Update the listing from its start through the line containing "xmin=0 ymin=116 xmax=9 ymax=129", replacing "matching" with "corresponding" and leaving all else unchanged. Omit the pictures from your answer.

== Dataset entries

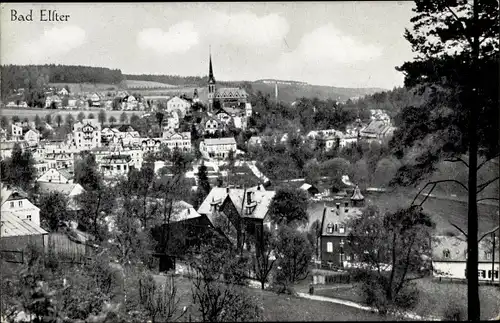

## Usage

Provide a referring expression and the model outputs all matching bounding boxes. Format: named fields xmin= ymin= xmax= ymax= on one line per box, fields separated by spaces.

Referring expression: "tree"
xmin=253 ymin=230 xmax=276 ymax=289
xmin=2 ymin=143 xmax=36 ymax=191
xmin=35 ymin=114 xmax=42 ymax=130
xmin=197 ymin=162 xmax=210 ymax=199
xmin=66 ymin=113 xmax=75 ymax=131
xmin=76 ymin=111 xmax=85 ymax=122
xmin=61 ymin=96 xmax=69 ymax=107
xmin=269 ymin=186 xmax=308 ymax=229
xmin=76 ymin=187 xmax=115 ymax=241
xmin=120 ymin=112 xmax=128 ymax=124
xmin=45 ymin=114 xmax=52 ymax=125
xmin=191 ymin=238 xmax=261 ymax=322
xmin=56 ymin=113 xmax=62 ymax=128
xmin=155 ymin=111 xmax=165 ymax=130
xmin=392 ymin=0 xmax=499 ymax=320
xmin=38 ymin=192 xmax=71 ymax=232
xmin=347 ymin=206 xmax=434 ymax=313
xmin=275 ymin=226 xmax=313 ymax=292
xmin=97 ymin=109 xmax=106 ymax=127
xmin=0 ymin=116 xmax=9 ymax=129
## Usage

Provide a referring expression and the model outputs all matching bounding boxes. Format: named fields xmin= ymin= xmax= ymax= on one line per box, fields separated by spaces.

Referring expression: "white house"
xmin=167 ymin=96 xmax=191 ymax=118
xmin=98 ymin=154 xmax=134 ymax=177
xmin=36 ymin=168 xmax=74 ymax=184
xmin=200 ymin=137 xmax=236 ymax=159
xmin=432 ymin=236 xmax=500 ymax=282
xmin=73 ymin=119 xmax=101 ymax=150
xmin=1 ymin=185 xmax=40 ymax=226
xmin=24 ymin=129 xmax=40 ymax=147
xmin=162 ymin=131 xmax=191 ymax=151
xmin=12 ymin=124 xmax=23 ymax=140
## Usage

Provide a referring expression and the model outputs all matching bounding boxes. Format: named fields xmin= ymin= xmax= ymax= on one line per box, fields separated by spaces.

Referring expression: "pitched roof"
xmin=432 ymin=236 xmax=500 ymax=263
xmin=205 ymin=137 xmax=236 ymax=146
xmin=38 ymin=182 xmax=83 ymax=195
xmin=0 ymin=211 xmax=48 ymax=237
xmin=226 ymin=187 xmax=276 ymax=220
xmin=321 ymin=204 xmax=362 ymax=236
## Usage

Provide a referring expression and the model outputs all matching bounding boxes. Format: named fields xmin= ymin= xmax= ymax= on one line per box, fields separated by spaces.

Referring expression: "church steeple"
xmin=208 ymin=45 xmax=215 ymax=84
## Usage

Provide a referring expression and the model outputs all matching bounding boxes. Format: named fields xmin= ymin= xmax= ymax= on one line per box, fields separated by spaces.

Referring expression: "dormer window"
xmin=443 ymin=249 xmax=450 ymax=259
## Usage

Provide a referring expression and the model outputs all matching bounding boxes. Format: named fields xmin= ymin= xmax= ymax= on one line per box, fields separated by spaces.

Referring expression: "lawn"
xmin=0 ymin=108 xmax=144 ymax=123
xmin=155 ymin=275 xmax=396 ymax=321
xmin=308 ymin=192 xmax=498 ymax=234
xmin=315 ymin=278 xmax=500 ymax=320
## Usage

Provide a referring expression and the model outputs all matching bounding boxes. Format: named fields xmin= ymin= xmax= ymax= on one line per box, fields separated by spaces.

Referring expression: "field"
xmin=49 ymin=83 xmax=121 ymax=93
xmin=155 ymin=276 xmax=394 ymax=321
xmin=308 ymin=192 xmax=498 ymax=233
xmin=125 ymin=80 xmax=175 ymax=89
xmin=315 ymin=278 xmax=500 ymax=320
xmin=0 ymin=109 xmax=144 ymax=121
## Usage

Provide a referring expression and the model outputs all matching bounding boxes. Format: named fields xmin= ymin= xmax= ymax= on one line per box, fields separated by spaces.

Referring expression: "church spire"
xmin=208 ymin=46 xmax=215 ymax=83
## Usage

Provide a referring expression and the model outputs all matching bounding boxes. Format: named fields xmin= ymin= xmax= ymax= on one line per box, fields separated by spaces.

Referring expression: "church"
xmin=208 ymin=54 xmax=248 ymax=116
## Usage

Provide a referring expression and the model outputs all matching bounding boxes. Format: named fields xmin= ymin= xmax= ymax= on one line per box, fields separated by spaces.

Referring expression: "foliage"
xmin=38 ymin=192 xmax=72 ymax=232
xmin=269 ymin=186 xmax=308 ymax=229
xmin=275 ymin=226 xmax=313 ymax=292
xmin=1 ymin=143 xmax=36 ymax=191
xmin=347 ymin=207 xmax=434 ymax=313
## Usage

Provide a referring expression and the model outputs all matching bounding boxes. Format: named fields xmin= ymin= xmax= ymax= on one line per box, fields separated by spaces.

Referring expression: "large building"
xmin=73 ymin=119 xmax=101 ymax=150
xmin=208 ymin=55 xmax=249 ymax=112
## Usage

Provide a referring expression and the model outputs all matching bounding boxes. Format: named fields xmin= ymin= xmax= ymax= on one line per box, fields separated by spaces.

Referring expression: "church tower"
xmin=208 ymin=47 xmax=215 ymax=111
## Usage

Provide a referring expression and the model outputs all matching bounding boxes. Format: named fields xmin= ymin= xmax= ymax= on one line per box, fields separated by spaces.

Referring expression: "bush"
xmin=443 ymin=300 xmax=466 ymax=321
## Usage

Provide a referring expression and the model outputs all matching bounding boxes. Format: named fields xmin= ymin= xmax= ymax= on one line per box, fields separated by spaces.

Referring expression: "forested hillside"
xmin=1 ymin=64 xmax=124 ymax=104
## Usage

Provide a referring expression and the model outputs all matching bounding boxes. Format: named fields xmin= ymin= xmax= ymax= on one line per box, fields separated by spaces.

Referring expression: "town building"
xmin=97 ymin=154 xmax=134 ymax=177
xmin=208 ymin=54 xmax=248 ymax=114
xmin=162 ymin=131 xmax=191 ymax=151
xmin=24 ymin=129 xmax=41 ymax=147
xmin=73 ymin=119 xmax=101 ymax=150
xmin=432 ymin=236 xmax=500 ymax=283
xmin=36 ymin=168 xmax=74 ymax=184
xmin=316 ymin=187 xmax=364 ymax=268
xmin=198 ymin=185 xmax=275 ymax=251
xmin=167 ymin=96 xmax=191 ymax=118
xmin=1 ymin=185 xmax=40 ymax=226
xmin=200 ymin=137 xmax=236 ymax=159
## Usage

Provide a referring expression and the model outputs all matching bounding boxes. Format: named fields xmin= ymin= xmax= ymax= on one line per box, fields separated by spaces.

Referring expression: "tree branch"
xmin=476 ymin=154 xmax=500 ymax=170
xmin=444 ymin=157 xmax=469 ymax=168
xmin=477 ymin=225 xmax=499 ymax=242
xmin=476 ymin=176 xmax=500 ymax=193
xmin=410 ymin=179 xmax=469 ymax=205
xmin=448 ymin=221 xmax=467 ymax=237
xmin=446 ymin=5 xmax=474 ymax=47
xmin=476 ymin=197 xmax=499 ymax=202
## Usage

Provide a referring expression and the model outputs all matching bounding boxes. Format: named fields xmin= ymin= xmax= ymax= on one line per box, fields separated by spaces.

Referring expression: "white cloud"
xmin=7 ymin=25 xmax=86 ymax=64
xmin=137 ymin=21 xmax=199 ymax=54
xmin=291 ymin=24 xmax=382 ymax=65
xmin=204 ymin=11 xmax=290 ymax=46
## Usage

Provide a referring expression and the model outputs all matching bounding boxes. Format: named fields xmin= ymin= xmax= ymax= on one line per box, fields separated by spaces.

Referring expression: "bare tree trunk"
xmin=466 ymin=0 xmax=481 ymax=321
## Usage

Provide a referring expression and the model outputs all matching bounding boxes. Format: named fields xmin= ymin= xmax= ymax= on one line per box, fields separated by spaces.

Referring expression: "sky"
xmin=0 ymin=1 xmax=414 ymax=89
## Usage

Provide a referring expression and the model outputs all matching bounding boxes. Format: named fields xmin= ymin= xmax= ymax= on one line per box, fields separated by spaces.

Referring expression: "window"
xmin=443 ymin=249 xmax=450 ymax=259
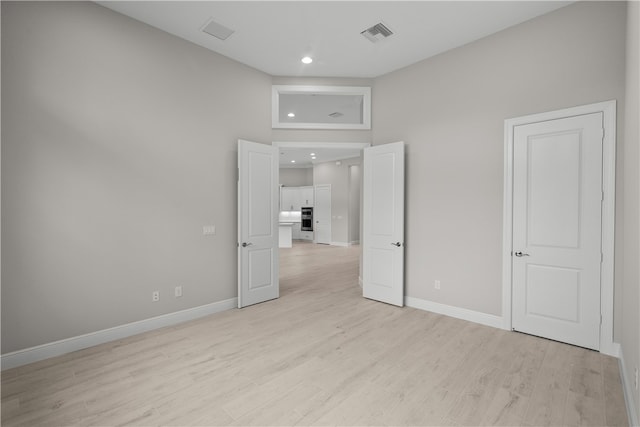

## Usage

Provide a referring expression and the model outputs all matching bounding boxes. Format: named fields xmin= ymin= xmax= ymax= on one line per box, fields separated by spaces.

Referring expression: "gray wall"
xmin=373 ymin=2 xmax=626 ymax=318
xmin=618 ymin=1 xmax=640 ymax=420
xmin=313 ymin=157 xmax=361 ymax=245
xmin=349 ymin=165 xmax=362 ymax=244
xmin=2 ymin=2 xmax=271 ymax=353
xmin=280 ymin=168 xmax=313 ymax=187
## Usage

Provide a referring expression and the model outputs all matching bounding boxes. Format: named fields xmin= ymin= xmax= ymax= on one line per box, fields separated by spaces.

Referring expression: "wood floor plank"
xmin=1 ymin=242 xmax=627 ymax=427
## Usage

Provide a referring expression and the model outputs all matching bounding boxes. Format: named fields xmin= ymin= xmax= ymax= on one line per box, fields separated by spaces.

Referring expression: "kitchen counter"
xmin=278 ymin=222 xmax=294 ymax=248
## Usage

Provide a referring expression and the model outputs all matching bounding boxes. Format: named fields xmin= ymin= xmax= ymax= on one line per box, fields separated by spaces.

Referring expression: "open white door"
xmin=238 ymin=140 xmax=280 ymax=308
xmin=362 ymin=142 xmax=404 ymax=307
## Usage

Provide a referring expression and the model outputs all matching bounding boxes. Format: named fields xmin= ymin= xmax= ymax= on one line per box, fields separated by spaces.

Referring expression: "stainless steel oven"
xmin=300 ymin=207 xmax=313 ymax=231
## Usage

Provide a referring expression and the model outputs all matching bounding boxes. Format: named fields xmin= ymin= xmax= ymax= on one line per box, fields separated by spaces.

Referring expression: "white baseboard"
xmin=0 ymin=298 xmax=238 ymax=370
xmin=404 ymin=296 xmax=504 ymax=329
xmin=618 ymin=351 xmax=640 ymax=426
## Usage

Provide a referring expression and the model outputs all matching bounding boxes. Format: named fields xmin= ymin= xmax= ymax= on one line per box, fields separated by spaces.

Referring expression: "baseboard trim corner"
xmin=404 ymin=297 xmax=504 ymax=329
xmin=0 ymin=298 xmax=238 ymax=371
xmin=618 ymin=349 xmax=640 ymax=426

====

### Task result
## Usage

Provide a referring expression and the model outputs all corresponding bounding boxes. Format: named fields xmin= ymin= xmax= ymax= on one line per box, fields separated by spaces.

Referring expression: "tree"
xmin=253 ymin=230 xmax=276 ymax=289
xmin=2 ymin=143 xmax=36 ymax=191
xmin=35 ymin=114 xmax=42 ymax=130
xmin=197 ymin=162 xmax=210 ymax=199
xmin=66 ymin=113 xmax=75 ymax=131
xmin=76 ymin=111 xmax=85 ymax=122
xmin=61 ymin=96 xmax=69 ymax=107
xmin=269 ymin=186 xmax=308 ymax=229
xmin=76 ymin=187 xmax=115 ymax=241
xmin=120 ymin=112 xmax=128 ymax=124
xmin=45 ymin=114 xmax=52 ymax=125
xmin=191 ymin=238 xmax=261 ymax=322
xmin=56 ymin=113 xmax=62 ymax=128
xmin=155 ymin=111 xmax=165 ymax=130
xmin=392 ymin=0 xmax=499 ymax=320
xmin=38 ymin=192 xmax=71 ymax=232
xmin=347 ymin=206 xmax=434 ymax=313
xmin=275 ymin=226 xmax=313 ymax=292
xmin=97 ymin=109 xmax=106 ymax=127
xmin=0 ymin=116 xmax=9 ymax=129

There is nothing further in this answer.